YOUR INSTRUCTIONS:
Answer these questions about the "Learning from the Land" passage:
(a) Which two bodies sponsor the "Food and Land Security in Philadelphia" course?
(b) What share of Philadelphia families does Dolph say is food insecure?
(c) Which three crops make up "milpa"?

SELECTED EXTRACT:
----------------
Learning from the Land
In the final presentation of “The Apple Legacy” event, Steve Vásquez Dolph, associate teaching professor of Spanish and associate dean for diversity, equity and inclusion, spoke about a community-based learning course he teaches called “Food and Land Security in Philadelphia.” The course, sponsored by the Lindy Center for Civic Engagement and the Writers Room UnMapping Project, examines the causes of the food crisis in Philadelphia. It looks at food access through a social justice lens, and his students work with local agricultural organizations addressing these issues.
Dolph’s program doesn’t apply a technological solution to a problem in the conventional sense. However, culture is the fundamental technology of a just food system. And Dolph’s approach to community-based teaching and learning exemplifies Drexel’s innovation in educational process, experiential learning and providing students with immersive experiences to be part of a solution.
Describing the issue, Dolph said, “In Philadelphia, one in six families is food insecure, and for children, it’s closer to one in three. Food insecurity is linked to historical segregation, disinvestment and was exacerbated by the COVID-19 pandemic.”
The framework of the “Food and Land Security” course centers upon “milpa,” an ancient system of agriculture using corn, beans and squash — known as the Three Sisters of traditional farming. Dolph explained, “Indigenous people have long used these crops to create sustainable food systems and to organize social structure and religious practice. In this course, we translate ‘milpa’ into an educational system. Our work is collaborative, it engages ancestral knowledge, and more than anything, it’s community-based and land-based.”
----------------
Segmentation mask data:

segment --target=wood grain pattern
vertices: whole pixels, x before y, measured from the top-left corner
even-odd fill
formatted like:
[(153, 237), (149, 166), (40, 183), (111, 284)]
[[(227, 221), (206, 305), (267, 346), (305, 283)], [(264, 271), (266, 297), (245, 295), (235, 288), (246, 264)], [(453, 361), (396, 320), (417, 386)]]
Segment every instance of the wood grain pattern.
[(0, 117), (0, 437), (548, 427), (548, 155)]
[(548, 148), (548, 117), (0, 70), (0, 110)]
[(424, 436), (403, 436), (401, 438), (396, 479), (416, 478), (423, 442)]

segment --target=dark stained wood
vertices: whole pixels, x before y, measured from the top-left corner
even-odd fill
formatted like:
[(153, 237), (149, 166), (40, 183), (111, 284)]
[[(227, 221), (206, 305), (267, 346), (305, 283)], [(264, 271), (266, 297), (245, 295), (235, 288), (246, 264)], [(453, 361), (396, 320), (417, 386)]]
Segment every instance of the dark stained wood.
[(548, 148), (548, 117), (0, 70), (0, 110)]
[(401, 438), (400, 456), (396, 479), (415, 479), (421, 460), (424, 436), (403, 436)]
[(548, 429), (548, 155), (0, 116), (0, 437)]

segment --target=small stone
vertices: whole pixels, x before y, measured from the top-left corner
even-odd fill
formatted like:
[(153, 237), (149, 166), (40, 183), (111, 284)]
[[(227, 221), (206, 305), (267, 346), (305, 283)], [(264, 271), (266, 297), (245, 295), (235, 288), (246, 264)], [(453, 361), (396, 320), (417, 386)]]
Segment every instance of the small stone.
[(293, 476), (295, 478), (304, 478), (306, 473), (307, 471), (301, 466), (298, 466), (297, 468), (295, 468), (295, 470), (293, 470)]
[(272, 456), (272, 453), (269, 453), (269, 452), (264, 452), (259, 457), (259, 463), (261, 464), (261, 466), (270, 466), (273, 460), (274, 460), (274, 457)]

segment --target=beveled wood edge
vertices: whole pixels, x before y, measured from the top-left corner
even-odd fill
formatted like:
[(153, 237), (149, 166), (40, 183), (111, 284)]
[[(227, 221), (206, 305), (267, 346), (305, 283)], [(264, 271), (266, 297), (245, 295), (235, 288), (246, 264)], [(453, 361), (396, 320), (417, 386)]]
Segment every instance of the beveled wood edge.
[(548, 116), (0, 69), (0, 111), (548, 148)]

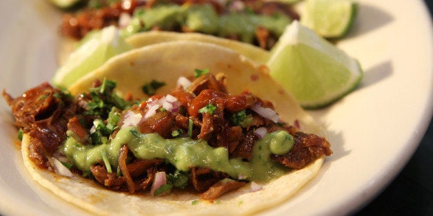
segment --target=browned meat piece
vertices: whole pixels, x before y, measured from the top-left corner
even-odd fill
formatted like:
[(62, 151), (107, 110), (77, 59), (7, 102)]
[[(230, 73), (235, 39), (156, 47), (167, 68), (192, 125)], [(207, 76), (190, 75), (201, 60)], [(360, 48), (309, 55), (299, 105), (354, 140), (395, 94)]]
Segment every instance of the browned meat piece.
----------------
EXERCISE RESPONSE:
(a) The Lindy Center for Civic Engagement and the Writers Room UnMapping Project.
(b) One in six.
(c) Corn, beans and squash.